● TASK TO COMPLETE
Say whether each statement agrees with the forum thread on aggressive dogs, giving yes or no with the deciding words quoted: 1. The opening post mentions a friend in her late 70s. 2. lorihd says she lost weight during the week she kept her sister-in-law's dog. 3. lauren43 says a dog with a solid temperament seems to recover from abuse without issue.

● DOCUMENT EXCERPT
►
There are thousands of dogs that should not be managed / handled / worked with by the average person. There is simply too much risk for everyone - the person working with the dog, the dog, and anyone / thing else around the dog. 

Of the thousands of dogs that can't be managed, there are probably less than a 100 people that can TRULY work with these dogs - rehab them, manage them properly, etc. WITHOUT humanizing them, feeling sorry for them, and dumping all kinds of negative emotions on them. Or on the other end of the spectrum, abusing them and making them worse. 

The other day I heard someone say I have a German Shepherd Rescue Dog ... really? Since when did the word rescue become part of the dog's breed name?

The last decade seems to be on this massive pendulum swing - society went from harsh discipline and serious negative consequences (raising children, training dogs / breaking horses) to everything is rosy, happy, joyful and if we pour enough money, love and care (forget the discipline / consequences - that's negative). 

I have a very good friend in her late 60s, and she's promised me that society will swing back to a happy medium, but I might not be around to see it! Frankly it scares the crap out of me, and I really hope I don't have to be looked after in my old age by some of the horrible younger kids I see nowadays ... the sense of self-entitlement, etc.


----------



## lorihd (Nov 30, 2011)

I'm in the 50 something group, and with age comes the realization that I cant fix the world. Time comes into play here as well, I would not alter my life, not go to places, etc etc to keep an aggressive dog, im talking about dogs that bite their owners or family members, forget it!!!!!!!! My sister-in-law went on vacation for 1 week and I had her little dog (lexie my dog is not very good with little dogs) I had to separate them, walk them separately , feet them apart, and it was exhausting, I lost 5 lbs that week, lol. Life is too short and I myself like a serene life that equals happiness, not kaos, that give me indigestion.


----------



## lauren43 (Jun 14, 2014)

Sunflowers said:


> I have doubts that so much of the blame lies with socialization or abuse.
> I have seen dogs with zero socialization who had been terribly abused, who still love people and are well behaved once they are adopted and taken care of.
> 
> Some dogs are mean because that is the way they were born. I think it's largely genetic.



I don't have much to say about the aggressive dog subject as I can see it from both sides; loving the dog and wanting to help it and letting the dog go.

However yes yes yes to the above statement. Abuse *can* break a dog, but a solid temperament dog seems to rebound from it without issue. 

I wish I could count the times someone has told me their dog was a rescue and when they raise their voice or their hand around the dog it cowers, therefore the dog must have been abused. It's so much more complicated than that. A soft dog can respond very strongly to the simplest things...perhaps as a pup this dog was stepped on by a man in large boots. If the dog doesn't have a solid temperament, that dog may forever be afraid of large boots, and of all things, dogs seem to generalize fear...so in this case perhaps it starts as a fear of large boots and overtime extends to men or strangers. It's crazy how something so small and insurmountable can become a true behavioral issue for a sensitive dog. When a dog with sound genetics placed in the same situation, will be un-phased. That's why dog behavior is so complicated.


----------



## selzer (May 7, 2005)

I am with you and really do not understand it. I understand hoping to fix a dog and feeling powerful enough to do so, so that when we make the decision to put the dog down we feel like we failed the dog. But it is a grandiose way of perceiving ourselves. Sometimes we just aren't that powerful.
◄
● Stored entries
►
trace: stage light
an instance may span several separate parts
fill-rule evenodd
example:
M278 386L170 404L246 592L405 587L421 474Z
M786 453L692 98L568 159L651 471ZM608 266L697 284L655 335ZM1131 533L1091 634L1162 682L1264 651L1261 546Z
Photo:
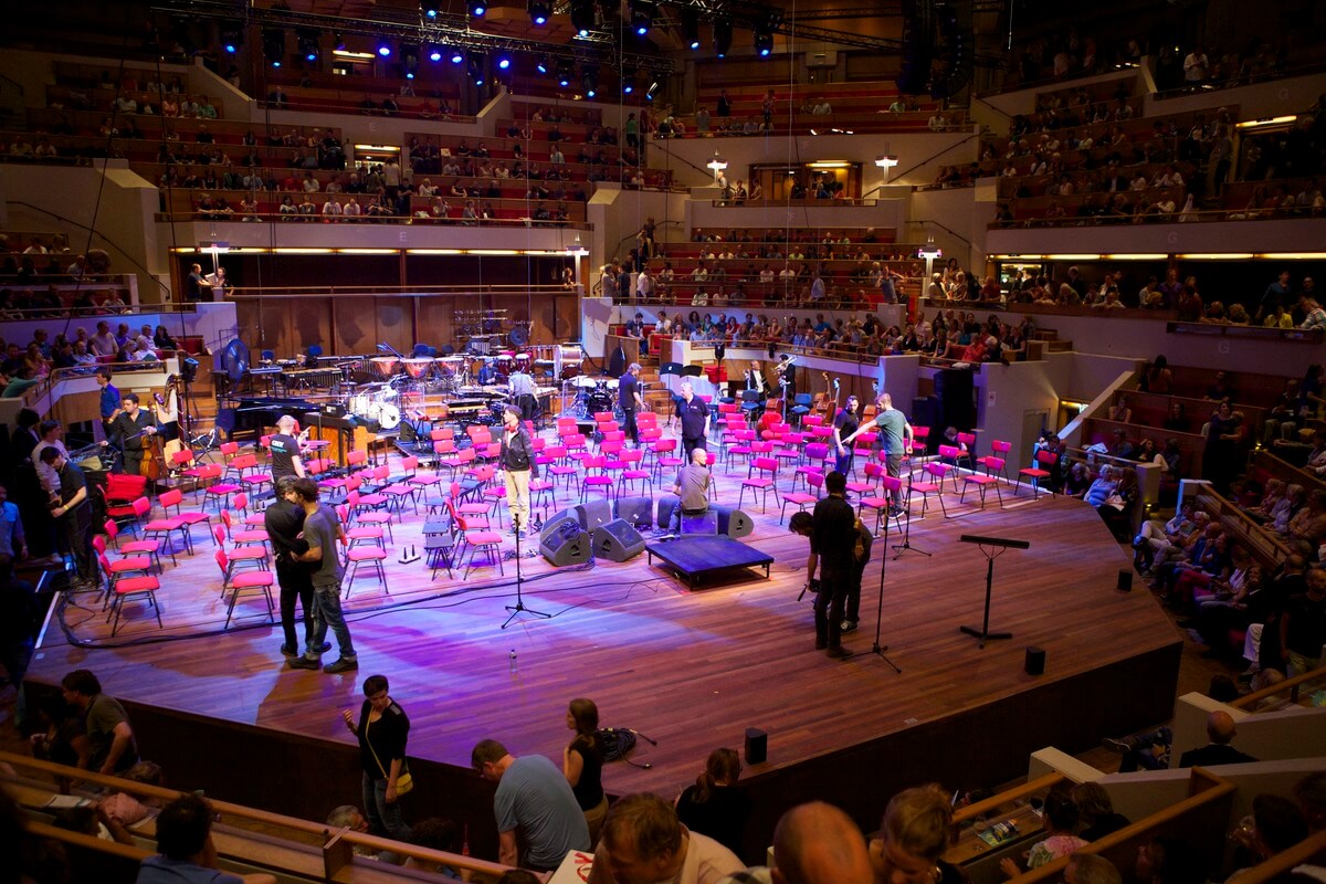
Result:
M695 7L682 9L682 42L687 49L700 48L700 11Z
M263 30L263 57L273 68L280 68L285 58L285 32L280 28L267 28Z
M729 49L732 49L732 20L715 19L713 54L716 54L719 58L727 58Z
M313 28L297 28L294 30L294 37L298 41L300 54L304 56L305 61L317 61L321 50L318 49L318 37L321 34Z
M643 37L654 27L654 13L656 7L650 0L630 0L631 30L638 37Z
M572 0L572 27L581 37L587 37L597 25L594 0Z

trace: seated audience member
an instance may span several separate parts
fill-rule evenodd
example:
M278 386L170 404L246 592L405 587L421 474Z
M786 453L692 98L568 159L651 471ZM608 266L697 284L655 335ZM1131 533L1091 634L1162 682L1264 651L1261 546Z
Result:
M1228 712L1216 710L1207 716L1207 738L1211 741L1201 749L1189 749L1179 757L1180 767L1211 767L1212 765L1241 765L1257 761L1229 744L1238 734L1235 720Z
M751 798L737 786L740 775L741 759L736 750L715 749L695 785L687 786L676 801L676 815L683 826L708 835L737 855L751 815Z
M967 876L941 859L948 850L952 820L948 795L936 783L894 795L884 808L879 831L870 836L875 884L964 884Z
M1032 844L1026 855L1026 868L1040 868L1061 856L1067 856L1073 851L1086 847L1086 842L1073 834L1078 823L1077 804L1067 790L1052 789L1045 795L1045 807L1041 815L1045 826L1045 838ZM1022 873L1017 861L1006 856L1000 864L1004 875L1017 877Z
M713 883L744 868L712 838L682 824L676 810L648 793L619 798L603 820L590 884Z
M138 884L276 884L273 875L229 875L216 871L212 843L212 806L199 795L182 795L156 818L160 854L143 860Z
M1082 840L1094 842L1128 824L1128 818L1114 811L1114 802L1105 786L1087 781L1073 786L1070 793L1082 819Z

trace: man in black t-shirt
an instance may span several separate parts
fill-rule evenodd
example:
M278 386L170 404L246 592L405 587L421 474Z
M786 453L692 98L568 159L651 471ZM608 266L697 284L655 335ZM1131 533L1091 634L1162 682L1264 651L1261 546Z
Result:
M644 408L640 398L640 363L633 362L626 374L617 380L617 402L622 406L622 420L626 424L626 435L631 437L633 445L640 444L640 431L635 425L635 412Z
M268 448L272 452L273 481L280 481L286 476L304 478L304 459L300 457L300 440L294 436L296 427L298 424L294 417L281 415L276 421L277 433L268 440ZM280 500L280 494L277 500Z
M709 407L695 395L690 380L682 382L682 395L676 400L676 416L682 423L682 459L691 463L691 452L696 448L708 451L705 440L709 436Z
M84 588L97 587L97 559L91 555L91 504L88 480L56 447L41 452L41 461L60 476L60 506L50 510L56 526L65 535L65 549L73 553L74 582Z

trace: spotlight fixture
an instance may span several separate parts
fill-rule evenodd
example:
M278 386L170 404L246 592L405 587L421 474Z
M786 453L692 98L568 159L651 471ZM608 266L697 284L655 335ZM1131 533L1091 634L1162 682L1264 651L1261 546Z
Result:
M732 20L731 19L715 19L713 20L713 54L716 54L719 58L727 58L729 49L732 49Z
M630 0L631 7L631 30L635 36L643 37L654 27L654 13L658 7L651 3L651 0Z
M683 7L682 15L682 42L687 49L700 48L700 11L695 7Z
M280 68L285 58L285 32L280 28L263 30L263 57L273 68Z
M572 28L579 37L587 37L598 24L594 0L572 0Z

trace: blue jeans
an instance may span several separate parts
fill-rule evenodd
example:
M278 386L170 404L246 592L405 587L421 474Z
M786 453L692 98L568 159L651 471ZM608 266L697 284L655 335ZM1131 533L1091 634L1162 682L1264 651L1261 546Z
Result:
M341 586L314 586L313 587L313 632L309 647L304 649L304 656L317 660L321 656L318 648L328 637L328 627L335 634L335 641L341 647L341 656L354 660L354 645L350 643L350 627L345 624L345 615L341 614Z
M391 763L390 761L386 763ZM385 777L363 774L363 815L369 820L369 831L398 842L410 839L410 826L400 814L400 799L387 803L387 781Z

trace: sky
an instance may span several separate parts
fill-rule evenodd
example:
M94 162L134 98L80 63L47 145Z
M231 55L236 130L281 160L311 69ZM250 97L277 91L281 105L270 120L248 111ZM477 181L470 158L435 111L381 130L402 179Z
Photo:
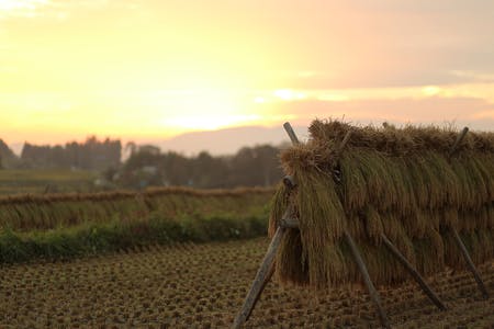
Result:
M242 126L494 131L491 0L0 0L0 138Z

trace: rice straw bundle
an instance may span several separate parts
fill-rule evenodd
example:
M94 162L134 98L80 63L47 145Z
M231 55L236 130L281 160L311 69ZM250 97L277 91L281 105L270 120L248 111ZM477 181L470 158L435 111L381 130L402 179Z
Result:
M339 143L351 131L345 151ZM310 139L281 154L293 190L280 185L270 235L285 209L300 222L277 256L282 282L323 288L359 283L343 237L348 231L378 284L398 283L405 270L383 248L384 234L423 274L464 266L449 229L464 239L474 262L494 256L494 134L473 132L450 157L451 127L355 127L314 121ZM334 179L334 168L340 179Z

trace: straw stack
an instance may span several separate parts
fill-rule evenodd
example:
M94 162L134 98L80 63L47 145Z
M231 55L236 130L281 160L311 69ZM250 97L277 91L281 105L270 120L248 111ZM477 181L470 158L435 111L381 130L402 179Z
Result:
M348 131L351 138L339 158ZM270 234L290 205L300 229L290 229L277 256L282 282L326 288L359 283L343 237L357 241L378 284L400 283L405 270L381 245L384 234L425 274L464 268L450 227L475 263L494 257L494 133L459 135L451 127L356 127L315 121L306 144L281 155L293 190L280 186ZM334 169L340 178L335 180Z

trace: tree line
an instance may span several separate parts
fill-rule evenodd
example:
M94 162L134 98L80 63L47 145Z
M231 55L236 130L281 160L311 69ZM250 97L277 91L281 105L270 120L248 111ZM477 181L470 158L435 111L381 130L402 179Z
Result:
M61 145L32 145L25 143L18 158L2 141L0 159L4 168L18 169L82 169L102 171L119 167L122 157L120 140L98 140L94 136L83 143Z
M83 143L71 141L65 146L25 143L21 156L16 157L0 139L0 168L100 171L109 186L125 189L164 185L198 189L269 186L282 177L278 160L280 147L271 145L243 147L229 156L212 156L202 151L188 157L134 143L128 143L126 149L130 157L122 162L120 140L89 137Z
M279 148L270 145L243 147L233 156L202 151L187 157L176 151L160 152L141 147L120 170L109 170L106 179L124 188L187 185L198 189L270 186L280 181Z

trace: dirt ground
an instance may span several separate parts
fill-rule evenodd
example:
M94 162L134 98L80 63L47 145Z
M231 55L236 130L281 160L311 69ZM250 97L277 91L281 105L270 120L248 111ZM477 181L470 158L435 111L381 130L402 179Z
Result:
M146 250L70 262L2 265L1 328L227 328L268 246L267 239ZM491 294L483 300L469 272L427 282L440 311L414 282L380 287L393 328L494 328L494 262L480 266ZM362 288L315 296L268 284L247 328L377 328Z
◄
● ANSWER TO THIS EXERCISE
1. No: "I have a very good friend in her late 60s"
2. Yes: "I lost 5 lbs that week"
3. Yes: "a solid temperament dog seems to rebound from it without issue"